___ Text section
Transportation

In Vancouver, Driving is Declining while Population Increases

By Ryan McGreal
Published August 14, 2013

In early 2009, a proposed pedestrian scramble at York Boulevard and MacNab Street was unceremoniously removed from the York Boulevard Streetscape Master Plan. When I asked then-traffic engineering manager Hart Solomon (since retired) about it, he said it would be "inefficient" for automobile traffic and projected that during rush hour, traffic would back up to Queen Street at a red light based on then-current traffic volumes.

I challenged his use of current traffic volumes to project future impacts, pointing out that the city's goal is a significant reduction in automobile traffic. Solomon countered that his assumption was "likely conservative" because the base volume of automobile traffic would continue to climb and future rapid transit on Main/King would divert more traffic to York.

Solomon went on to argue that short-term changes should be evaluated based on short-term impacts, not on long-term goals (!), an approach that seems guaranteed to be self-fulfilling.

Solomon was simply not receptive to my argument that if we want to achieve long-term changes in how people get around, we need to do so through a variety of ongoing decisions to change the balance of priorities and incentives - and we need to start now to see changes in a few years.

I bring this up now because a new report out of Vancouver has indicated that traffic volumes have gone down on its thoroughfares even as the population has gone up.

In the 1970s, the people of Vancouver decided they wanted their city to be walkable and healthy. The city established a policy that it wouldn't widen any roads to accommodate more single-occupancy vehicles.

Vancouver was in better shape than the average U.S. city to begin with, because it's the only major city in North America with no freeways going through it. That meant the original street grid, constructed between 1880 and 1920, would have to suffice.
______
___ Material shown
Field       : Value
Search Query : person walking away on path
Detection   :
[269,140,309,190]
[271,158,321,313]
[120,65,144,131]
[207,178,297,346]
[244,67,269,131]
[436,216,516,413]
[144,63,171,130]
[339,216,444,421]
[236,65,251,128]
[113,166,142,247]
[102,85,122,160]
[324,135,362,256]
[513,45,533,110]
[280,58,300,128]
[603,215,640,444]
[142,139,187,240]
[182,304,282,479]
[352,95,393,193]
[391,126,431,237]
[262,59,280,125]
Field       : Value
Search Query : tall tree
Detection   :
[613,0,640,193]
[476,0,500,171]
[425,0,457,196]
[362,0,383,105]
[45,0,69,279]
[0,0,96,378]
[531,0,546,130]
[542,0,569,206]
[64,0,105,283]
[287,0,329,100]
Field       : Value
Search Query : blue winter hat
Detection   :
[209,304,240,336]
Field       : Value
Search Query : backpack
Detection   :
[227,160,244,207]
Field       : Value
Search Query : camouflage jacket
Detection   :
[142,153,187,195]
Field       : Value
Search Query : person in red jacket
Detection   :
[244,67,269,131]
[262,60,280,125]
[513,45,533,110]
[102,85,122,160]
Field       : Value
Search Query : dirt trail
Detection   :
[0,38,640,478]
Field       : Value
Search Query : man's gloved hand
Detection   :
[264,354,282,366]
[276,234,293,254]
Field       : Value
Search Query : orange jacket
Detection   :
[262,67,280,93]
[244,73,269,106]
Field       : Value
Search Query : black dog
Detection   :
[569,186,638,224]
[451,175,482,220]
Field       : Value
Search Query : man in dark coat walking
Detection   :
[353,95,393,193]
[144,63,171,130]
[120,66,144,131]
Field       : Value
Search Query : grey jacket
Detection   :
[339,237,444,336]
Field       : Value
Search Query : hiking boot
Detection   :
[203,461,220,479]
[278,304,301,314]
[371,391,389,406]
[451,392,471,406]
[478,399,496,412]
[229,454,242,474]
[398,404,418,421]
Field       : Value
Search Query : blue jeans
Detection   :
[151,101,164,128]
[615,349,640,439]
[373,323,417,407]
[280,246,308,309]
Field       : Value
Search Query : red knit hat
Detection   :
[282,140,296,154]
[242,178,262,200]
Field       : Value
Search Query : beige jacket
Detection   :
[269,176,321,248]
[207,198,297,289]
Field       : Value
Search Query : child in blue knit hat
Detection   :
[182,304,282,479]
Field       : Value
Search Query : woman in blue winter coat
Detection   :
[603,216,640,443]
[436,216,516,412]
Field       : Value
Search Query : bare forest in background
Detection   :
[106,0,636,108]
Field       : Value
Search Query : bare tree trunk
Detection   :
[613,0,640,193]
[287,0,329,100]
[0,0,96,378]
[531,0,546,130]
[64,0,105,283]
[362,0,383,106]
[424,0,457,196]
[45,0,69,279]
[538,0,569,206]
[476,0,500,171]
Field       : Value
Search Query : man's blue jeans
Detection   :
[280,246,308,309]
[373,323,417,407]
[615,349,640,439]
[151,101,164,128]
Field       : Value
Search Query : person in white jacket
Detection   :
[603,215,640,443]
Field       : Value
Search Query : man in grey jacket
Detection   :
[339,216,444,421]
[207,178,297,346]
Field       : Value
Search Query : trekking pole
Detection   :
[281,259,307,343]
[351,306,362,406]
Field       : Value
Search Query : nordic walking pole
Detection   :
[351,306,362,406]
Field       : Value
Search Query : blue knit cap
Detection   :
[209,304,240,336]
______
__Task instructions__.
#1 Answer from the Vancouver driving article:
(a) At which intersection was a pedestrian scramble proposed?
(b) In what decade did the people of Vancouver decide they wanted a walkable, healthy city?
(c) Between which years was Vancouver's original street grid constructed?
#2 Print the passage of the Vancouver driving article between "I bring this" and "more single-occupancy vehicles.", inclusive.
#3 Proceed with the Vancouver driving article, picking up after its final sentence.
The data here comes from a separate source, not from the Vancouver driving article.

__Exercise results__.
#1
(a) York Boulevard and MacNab Street
(b) The 1970s
(c) Between 1880 and 1920

#2
I bring this up now because a new report out of Vancouver has indicated that traffic volumes have gone down on its thoroughfares even as the population has gone up.

In the 1970s, the people of Vancouver decided they wanted their city to be walkable and healthy. The city established a policy that it wouldn't widen any roads to accommodate more single-occupancy vehicles.

#3
To make that work, Vancouver worked hard to establish the kind of land use policies that would make living car-free a natural choice. The city prioritized walkable, mixed-use development and established a strong transit system with rail, trolly buses, and rapid buses, as well as walking and biking connections.

And guess what? That strategy has worked exactly as planned. Vancouver officials recently trotted out traffic data to make the case for overhauling a traffic-heavy road by the waterfront into a street that prioritizes biking and walking while eliminating through traffic.

The figures showed that on major streets, traffic has dropped 20 to 30 percent since 2006 - although the city has grown 4.5 percent percent over that time. Pretty neat trick.

The trend has actually been downward over the past 15 years, as Vancouver has continually made both large and small transportation and land use decisions based around its goal of being denser, more walkable, and more liveable.

Meanwhile, over the same period Hamilton has continued to prioritize automobile flow-through over all other goals. Our transit spending and investment has declined, our streets have remained wide and fast, our land use policy has remained low-density and single-use zoned, and in an outcome that should surprise no one, our outcomes have remained stagnant.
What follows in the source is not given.